[Aim]: Output every line of the records below word for word, omitting the pictures.

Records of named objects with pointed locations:
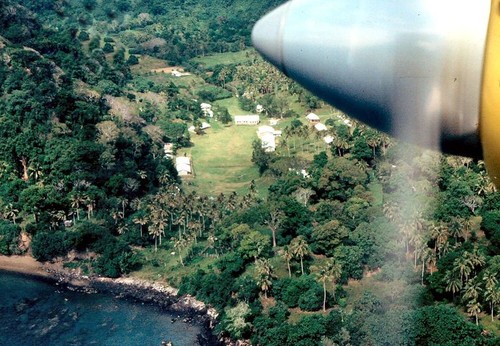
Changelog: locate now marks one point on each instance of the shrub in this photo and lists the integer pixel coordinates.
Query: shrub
(9, 234)
(45, 246)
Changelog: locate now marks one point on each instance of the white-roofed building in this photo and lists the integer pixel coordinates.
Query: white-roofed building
(320, 127)
(313, 118)
(268, 142)
(246, 119)
(168, 149)
(267, 135)
(183, 165)
(206, 108)
(328, 139)
(205, 125)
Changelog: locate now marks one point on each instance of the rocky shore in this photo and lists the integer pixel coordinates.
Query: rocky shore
(187, 308)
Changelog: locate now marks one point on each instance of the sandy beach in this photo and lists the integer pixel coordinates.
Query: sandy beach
(23, 264)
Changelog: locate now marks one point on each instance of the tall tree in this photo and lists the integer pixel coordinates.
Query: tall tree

[Answer to the problem]:
Changelog: locate now marks one point on each instance of the shrub in this photo and lists the integer pixel coordinates.
Query: shrub
(9, 234)
(45, 246)
Changelog: locate now marks one point on each instance of the white-roofed building in this photo and lists the integer pixel coordinates.
Query: white-roofed building
(320, 127)
(313, 118)
(268, 142)
(246, 119)
(168, 149)
(267, 135)
(183, 165)
(206, 108)
(328, 139)
(205, 125)
Changelog: locate now marks one point on each instance of the rocky shore in this photo and lists the integer pixel coordinates.
Query: rocky shore
(187, 308)
Changelog: locate now marks one point on each instance of the sandy beach in this photo and lists the integer pixel coordinates.
Query: sandy beach
(23, 264)
Changelog: locate now marks one point on each instance of the tall tree in this photo and lists the integer pixel coordinates.
Query: tall tree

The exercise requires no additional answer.